Mit 60 ist noch lange nicht Schluss
"Obwohl die Rechtslage klar ist, gibt es relativ wenig Wissen darüber", sagt Bianca Schrittwieser von der Abteilung Frauen und Familie in der Arbeiterkammer Wien. Sie empfiehlt Frauen, die sich nicht zwangspensionieren lassen wollen, sich binnen zwei Wochen an die AK oder Gleichbehandlungsanwaltschaft zu wenden. Auch wenn jeder Fall unterschiedlich ist, sind die Erfolgsaussichten bei einer Klage gut: "Die Beweisfrage ist eindeutig, etwa wenn im Dienstvertrag das Antrittsalter als Auflösungsgrund steht", ergänzt Gleichbehandlungsanwältin Sandra Konstatzky, die schon mehrere Verfahren diesbezüglich führte. Erst ab 65 ist eine Beendigung des Dienstverhältnisses problemlos möglich. Dann endet auch der arbeitsrechtliche Schutz, wie etwa die Kündigungsanfechtung wegen Sozialwidrigkeit.

Für Martin Gleitsmann, Sozialexperte in der Wirtschaftskammer, ist die Ungleichbehandlung bei der Pensionierung in der Privatwirtschaft zwar "kein großes Problemthema", er spricht sich aber für eine raschere Angleichung des gesetzlichen Pensionsantrittsalters aus. Dies ist erst 2033 der Fall. Dass Arbeits- oder Kollektivverträge noch immer ungleiche Klauseln enthalten, sei der herrschenden Gesetzeslage geschuldet, die der aktuellen Judikatur hinterherhinke.

Um das faktische Pensionsantrittsalter zu erhöhen, soll es schon ab Jänner 2015 ermöglicht werden, Einkommen und Pensionsbezug miteinander zu kombinieren. Sozialminister Rudolf Hundstorfer will demnächst den Gesetzesentwurf für eine Teilpension in Begutachtung schicken.

Wie im Regierungsprogramm vereinbart, sollen Arbeitnehmer ab 62 Jahren ihre Arbeitszeit um ein Drittel reduzieren können und zugleich einen Teil der Pension erhalten. Zusätzlich soll eine so genannte "Aufschub-Bonuspension" Frauen mit 60 und Männer mit 65 ermutigen, ihre Pension nicht gleich anzutreten, sondern freiwillig noch einige Zeit (auch in Teilzeit) weiterzuarbeiten. Strittig ist, wie viel die Arbeitgeber als Anreiz für eine Weiterbeschäftigung erhalten sollen. Die Wirtschaftskammer möchte, dass die Hälfte der fiktiven Pension zwischen Arbeitnehmer und Arbeitgeber aufgeteilt wird. Die andere Hälfte würde im Pensionssystem bleiben.
_____
Arbeitsaufträge:
- A) Beantworte anhand des Textes über das Pensionsantrittsalter diese Fragen:
(i) Ab welchem Alter ist eine Beendigung des Dienstverhältnisses problemlos möglich?
(ii) In welchem Jahr wird das gesetzliche Pensionsantrittsalter angeglichen sein?
(iii) Um wie viel sollen Arbeitnehmer ab 62 Jahren ihre Arbeitszeit reduzieren können?
- B) Führe den Text über das Pensionsantrittsalter im Anschluss an seinen letzten Satz weiter.
Die Auflistung ist hierfür ohne Bedeutung.

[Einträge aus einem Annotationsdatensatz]
_____
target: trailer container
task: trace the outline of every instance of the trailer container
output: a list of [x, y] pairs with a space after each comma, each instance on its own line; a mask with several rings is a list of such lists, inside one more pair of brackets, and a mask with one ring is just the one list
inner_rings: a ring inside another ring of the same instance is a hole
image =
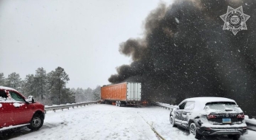
[[102, 86], [101, 99], [105, 103], [111, 103], [116, 106], [140, 105], [141, 102], [141, 83], [122, 83]]

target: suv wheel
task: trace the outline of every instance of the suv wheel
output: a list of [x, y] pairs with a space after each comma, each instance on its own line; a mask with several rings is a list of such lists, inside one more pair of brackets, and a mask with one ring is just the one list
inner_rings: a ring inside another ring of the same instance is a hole
[[197, 126], [194, 122], [191, 123], [189, 125], [189, 132], [192, 133], [193, 135], [194, 135], [194, 137], [197, 139], [200, 139], [202, 138], [202, 135], [197, 133]]
[[229, 139], [233, 139], [233, 140], [237, 140], [239, 139], [240, 135], [237, 134], [237, 135], [228, 135]]
[[174, 118], [173, 116], [170, 116], [169, 121], [170, 121], [170, 123], [171, 123], [172, 127], [177, 127], [177, 125], [175, 125], [175, 121], [174, 121]]
[[30, 125], [28, 127], [31, 130], [39, 129], [44, 123], [44, 119], [39, 114], [35, 114], [30, 121]]

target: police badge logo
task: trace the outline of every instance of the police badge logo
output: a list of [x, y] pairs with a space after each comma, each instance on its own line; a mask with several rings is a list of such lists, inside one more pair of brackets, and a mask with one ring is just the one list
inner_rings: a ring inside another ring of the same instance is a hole
[[243, 13], [242, 6], [237, 9], [229, 6], [227, 13], [220, 18], [224, 21], [223, 29], [232, 31], [235, 35], [239, 31], [247, 29], [246, 21], [250, 16]]

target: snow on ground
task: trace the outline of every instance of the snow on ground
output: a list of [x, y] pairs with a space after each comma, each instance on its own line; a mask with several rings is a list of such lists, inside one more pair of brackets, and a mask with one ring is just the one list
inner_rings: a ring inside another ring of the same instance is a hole
[[[13, 140], [30, 139], [150, 139], [157, 140], [150, 125], [166, 140], [194, 140], [182, 128], [171, 127], [169, 111], [160, 107], [116, 107], [91, 105], [64, 111], [48, 112], [42, 127], [27, 132]], [[240, 140], [253, 140], [256, 132], [249, 131]], [[226, 136], [213, 139], [228, 140]]]

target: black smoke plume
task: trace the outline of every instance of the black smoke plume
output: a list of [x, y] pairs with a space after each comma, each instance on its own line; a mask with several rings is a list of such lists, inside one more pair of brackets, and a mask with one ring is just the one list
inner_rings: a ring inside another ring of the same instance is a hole
[[[223, 30], [220, 15], [228, 6], [243, 7], [251, 15], [248, 30], [234, 35]], [[178, 103], [187, 97], [223, 97], [235, 99], [256, 116], [256, 2], [254, 0], [177, 0], [160, 4], [145, 19], [142, 38], [122, 43], [131, 56], [112, 83], [142, 83], [142, 99]]]

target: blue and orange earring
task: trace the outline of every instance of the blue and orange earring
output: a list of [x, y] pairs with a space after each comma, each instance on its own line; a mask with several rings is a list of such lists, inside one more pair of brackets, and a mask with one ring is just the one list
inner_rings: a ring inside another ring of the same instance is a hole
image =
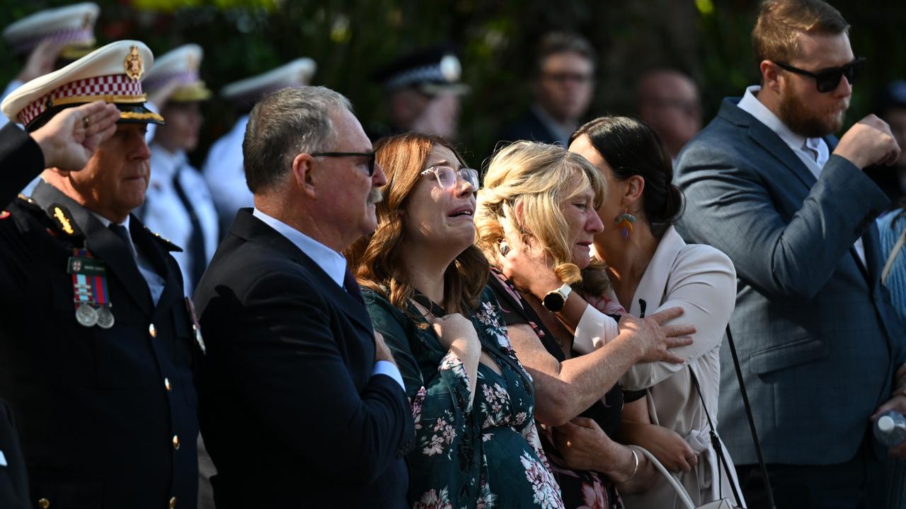
[[632, 233], [632, 223], [635, 223], [635, 216], [630, 214], [629, 209], [617, 217], [617, 227], [623, 238], [629, 238], [629, 234]]

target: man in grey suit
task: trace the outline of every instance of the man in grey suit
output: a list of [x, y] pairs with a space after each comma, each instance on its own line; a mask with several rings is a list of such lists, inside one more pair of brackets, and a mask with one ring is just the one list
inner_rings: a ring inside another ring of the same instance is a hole
[[[873, 115], [839, 143], [831, 136], [863, 64], [848, 29], [820, 0], [763, 3], [752, 33], [761, 86], [724, 101], [676, 174], [687, 200], [680, 231], [736, 265], [730, 328], [781, 508], [880, 505], [883, 451], [871, 418], [906, 412], [904, 324], [880, 283], [873, 221], [888, 199], [862, 171], [893, 162], [900, 149]], [[759, 507], [726, 348], [721, 371], [720, 429], [749, 506]], [[906, 447], [892, 452], [906, 456]]]

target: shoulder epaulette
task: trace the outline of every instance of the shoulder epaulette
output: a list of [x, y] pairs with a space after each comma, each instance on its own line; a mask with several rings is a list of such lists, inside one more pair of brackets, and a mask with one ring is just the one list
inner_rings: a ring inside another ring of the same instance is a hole
[[150, 234], [155, 239], [157, 239], [158, 242], [164, 245], [164, 248], [167, 249], [167, 251], [176, 251], [177, 253], [182, 253], [181, 247], [170, 242], [169, 239], [160, 236], [160, 234], [152, 232], [151, 229], [149, 228], [148, 226], [145, 226], [145, 231]]

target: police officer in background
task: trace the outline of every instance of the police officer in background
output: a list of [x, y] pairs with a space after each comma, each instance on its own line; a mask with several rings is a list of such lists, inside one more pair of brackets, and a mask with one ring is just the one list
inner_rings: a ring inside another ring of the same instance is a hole
[[[22, 69], [6, 84], [3, 101], [25, 82], [60, 69], [94, 49], [94, 24], [101, 7], [92, 2], [45, 9], [27, 15], [4, 29], [10, 52], [22, 61]], [[0, 115], [0, 127], [7, 121]]]
[[449, 45], [404, 54], [374, 73], [385, 93], [387, 124], [371, 127], [372, 140], [415, 131], [455, 139], [459, 130], [462, 64]]
[[[160, 98], [167, 119], [154, 133], [151, 178], [145, 204], [136, 216], [151, 230], [182, 247], [174, 253], [182, 270], [187, 296], [201, 280], [220, 236], [214, 198], [201, 172], [188, 162], [187, 152], [198, 145], [204, 120], [200, 103], [211, 91], [198, 76], [203, 53], [198, 44], [179, 46], [157, 59], [142, 86], [149, 94], [169, 91]], [[176, 86], [172, 86], [172, 83]]]
[[[119, 110], [115, 133], [81, 169], [43, 169], [45, 158], [0, 173], [0, 203], [9, 203], [0, 214], [0, 396], [19, 424], [31, 502], [43, 509], [196, 505], [203, 341], [169, 254], [178, 248], [130, 216], [148, 186], [146, 125], [163, 121], [144, 107], [152, 59], [140, 42], [113, 43], [0, 105], [35, 134], [100, 98]], [[17, 130], [8, 126], [0, 142]], [[42, 169], [31, 198], [14, 199]]]
[[252, 191], [248, 190], [246, 183], [242, 156], [242, 140], [248, 124], [248, 112], [265, 93], [307, 85], [316, 70], [313, 60], [298, 58], [263, 74], [229, 83], [220, 91], [220, 96], [236, 106], [239, 118], [229, 132], [211, 145], [202, 173], [214, 196], [220, 217], [220, 231], [225, 234], [229, 231], [240, 208], [255, 205]]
_____
Antworten je Aufgabe:
- A)
(i) Ab 65 Jahren.
(ii) 2033.
(iii) Um ein Drittel.

- B)
Kaum ist der 60iger in Sicht, soll Frau auch schon gehen. Ihr Chef will sie rasch loswerden; das Alter wäre ja da, und die Kosten ... eh schon wissen ... Die Frau will aber nicht gehen, sie will weiterarbeiten, gerne sogar – auch, um die Pensionslücke zu füllen. Sie darf es auch, sagt der Europäische Gerichtshof (EuGH). Er stellte schon vor Jahren klar, dass das frühere gesetzliche Pensionsantrittsalter nicht zulasten der Frau angewendet werden darf. Eine wichtige Erkenntnis, die in vielen Betrieben und in der Politik noch längst nicht angekommen ist.

Es gibt viele, die können oder wollen nicht mehr länger arbeiten. Es gibt aber ebenso viele, die es gerne würden, aber nicht dürfen. Weil ihr Arbeitgeber sie schon mit Mitte 50 aus Kostengründen loswerden will und sie "einvernehmlich" mittels Zuckerbrot (Sonderabfertigungen) oder Peitsche (Mobbing) in die (Früh)pension drängt. Zwangspensionitis ist in vielen Unternehmen, besonders in staatlichen oder staatsnahen (ORF, SV-Träger, Kammern) nach wie vor an der Tagesordnung.

Dabei könnte sich fast die Hälfte der 50- bis 69-Jährigen durchaus einen längeren Verbleib im Erwerbsleben vorstellen – wenn sie gesundheitlich dazu in der Lage wären und es auch einen Job für sie gäbe. Wie aus einer Arbeitskräfte-Erhebung der Statistik Austria hervorgeht, wollen die heute über 50-jährigen Frauen durchschnittlich mit 61,4 Jahren in Pension gehen, Männer mit 63,5 Jahren. Zeit also, gegen die Unsitte der Zwangspensionierung aktiv vorzugehen. Ideen gibt es genug.

Die für 2015 geplante Teilpension und der Pensionsbonus bei längerem Verbleib sind erste, wichtige Schritte dazu. Es braucht aber auch radikalere Lösungen, etwa die unumgängliche Abflachung der Gehaltskurven und ein wirksames Bonus-Malus-System für Betriebe.